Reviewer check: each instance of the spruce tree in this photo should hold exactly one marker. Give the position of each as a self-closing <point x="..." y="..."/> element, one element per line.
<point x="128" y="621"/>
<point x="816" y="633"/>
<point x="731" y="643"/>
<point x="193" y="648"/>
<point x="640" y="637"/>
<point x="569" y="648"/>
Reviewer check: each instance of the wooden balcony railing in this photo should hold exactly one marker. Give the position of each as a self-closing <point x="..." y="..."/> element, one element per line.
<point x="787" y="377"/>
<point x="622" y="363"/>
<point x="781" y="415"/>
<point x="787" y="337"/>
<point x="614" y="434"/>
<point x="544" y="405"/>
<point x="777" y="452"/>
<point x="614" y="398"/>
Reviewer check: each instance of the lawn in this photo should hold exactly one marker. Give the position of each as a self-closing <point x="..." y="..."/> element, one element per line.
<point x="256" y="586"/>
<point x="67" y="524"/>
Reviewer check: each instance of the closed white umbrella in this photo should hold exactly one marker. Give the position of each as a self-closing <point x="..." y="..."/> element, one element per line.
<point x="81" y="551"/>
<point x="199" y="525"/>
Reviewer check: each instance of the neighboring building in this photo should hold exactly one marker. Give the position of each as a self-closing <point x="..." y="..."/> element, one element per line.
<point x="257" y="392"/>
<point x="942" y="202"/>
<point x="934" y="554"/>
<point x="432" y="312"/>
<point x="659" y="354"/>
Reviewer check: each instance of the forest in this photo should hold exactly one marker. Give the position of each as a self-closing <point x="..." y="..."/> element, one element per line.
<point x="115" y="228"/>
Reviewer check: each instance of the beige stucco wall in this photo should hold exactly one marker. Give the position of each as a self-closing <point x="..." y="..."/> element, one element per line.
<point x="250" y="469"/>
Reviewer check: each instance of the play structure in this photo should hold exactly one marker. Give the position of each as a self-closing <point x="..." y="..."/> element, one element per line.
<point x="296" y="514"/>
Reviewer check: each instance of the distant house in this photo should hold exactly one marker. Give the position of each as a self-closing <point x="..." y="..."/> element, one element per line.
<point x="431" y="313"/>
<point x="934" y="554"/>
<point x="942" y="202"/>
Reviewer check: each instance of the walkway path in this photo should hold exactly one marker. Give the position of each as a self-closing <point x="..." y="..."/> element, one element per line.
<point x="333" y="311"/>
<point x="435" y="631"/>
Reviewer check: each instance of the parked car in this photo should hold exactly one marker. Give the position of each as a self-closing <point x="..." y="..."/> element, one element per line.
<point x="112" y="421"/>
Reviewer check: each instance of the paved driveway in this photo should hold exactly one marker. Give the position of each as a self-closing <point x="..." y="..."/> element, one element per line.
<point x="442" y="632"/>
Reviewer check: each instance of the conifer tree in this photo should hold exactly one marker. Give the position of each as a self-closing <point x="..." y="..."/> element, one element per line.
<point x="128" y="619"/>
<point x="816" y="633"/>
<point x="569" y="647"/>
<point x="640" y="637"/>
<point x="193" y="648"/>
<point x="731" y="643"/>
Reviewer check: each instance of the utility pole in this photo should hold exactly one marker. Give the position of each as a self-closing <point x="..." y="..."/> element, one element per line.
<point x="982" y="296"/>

Task objective: Only the lines from the one holding "Reviewer check: each instance of the parked" through the final line of the entries, both included, should be given again, word for word.

Written solution:
Reviewer check: each instance of the parked car in this photo should hold exactly one marker. Give the position of each as a self-closing <point x="..." y="..."/> element, one element per line.
<point x="112" y="421"/>
Reviewer check: each instance of the paved driveway in this photo should hold exactly one marker. Give the position of each as a self-closing <point x="..." y="..."/> element, one element per line.
<point x="442" y="632"/>
Reviewer check: each instance of the conifer tree in this photo should hold exactly one marker. Give the position of each as a self-closing <point x="..." y="..."/> element, one element per line.
<point x="128" y="619"/>
<point x="816" y="633"/>
<point x="569" y="647"/>
<point x="640" y="637"/>
<point x="193" y="648"/>
<point x="731" y="643"/>
Reviewer check: each instance of the utility pole in this photo should hold exactly one marker. Give the position of each as a self-closing <point x="..." y="..."/> element, one element per line.
<point x="982" y="296"/>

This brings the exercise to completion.